• _Task directions_
Copy out the whole listing below with every "bounding boxes" swapped for "enclosing rectangles", changing nothing else.

• _Extracted data_
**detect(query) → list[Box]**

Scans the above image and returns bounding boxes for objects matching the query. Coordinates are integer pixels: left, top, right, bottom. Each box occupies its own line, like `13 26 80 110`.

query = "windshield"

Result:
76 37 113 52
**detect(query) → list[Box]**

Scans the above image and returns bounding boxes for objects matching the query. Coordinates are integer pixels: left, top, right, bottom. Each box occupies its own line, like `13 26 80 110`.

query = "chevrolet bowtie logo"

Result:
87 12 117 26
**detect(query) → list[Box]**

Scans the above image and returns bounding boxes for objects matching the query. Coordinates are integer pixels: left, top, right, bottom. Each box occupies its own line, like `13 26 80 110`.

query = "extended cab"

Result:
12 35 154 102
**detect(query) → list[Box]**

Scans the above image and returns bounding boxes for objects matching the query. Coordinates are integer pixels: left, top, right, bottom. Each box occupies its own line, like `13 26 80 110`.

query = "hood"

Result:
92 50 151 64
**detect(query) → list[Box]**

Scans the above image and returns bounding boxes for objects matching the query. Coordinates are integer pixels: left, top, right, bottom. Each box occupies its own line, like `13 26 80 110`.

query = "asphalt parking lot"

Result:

• _Response_
**detect(query) → list[Box]**

Scans the above image and returns enclosing rectangles for objects matching the query. Coordinates are integer pixels: left, top, right, bottom. Each box occupies its own line, like `13 26 80 110`.

query = "windshield"

Result:
76 37 113 52
**detect(query) → list[Box]**

Scans the above image and returns enclosing rectangles for objects matching the query. Coordinates are integer pixels: left, top, right, bottom. Each box occupies its own line, like `13 26 80 110`.

query = "chevrolet bowtie logo"

Result:
87 12 117 26
**detect(query) → list[Box]**

Scans the above image and returns enclosing rectangles for objects matching the query. Coordinates are integer pixels: left, top, right, bottom. Each box occupies its own line, like `13 26 80 110`.

query = "extended cab"

Result:
12 35 154 102
**detect(query) → list[Box]**

Scans the above image and returns enclosing rectangles for objects matching the query. Coordinates are integer pixels: left, top, right, bottom. Each box occupies its own line, like `13 26 80 110`.

query = "hood"

Result:
92 50 151 64
**detect(query) → list[Box]**

Scans the above image and returns enclosing rectangles for objects matching the query. Coordinates are integer pixels: left, top, right, bottom. Each box occupies its own line, like `13 26 80 110`.

query = "asphalt parking lot"

Result:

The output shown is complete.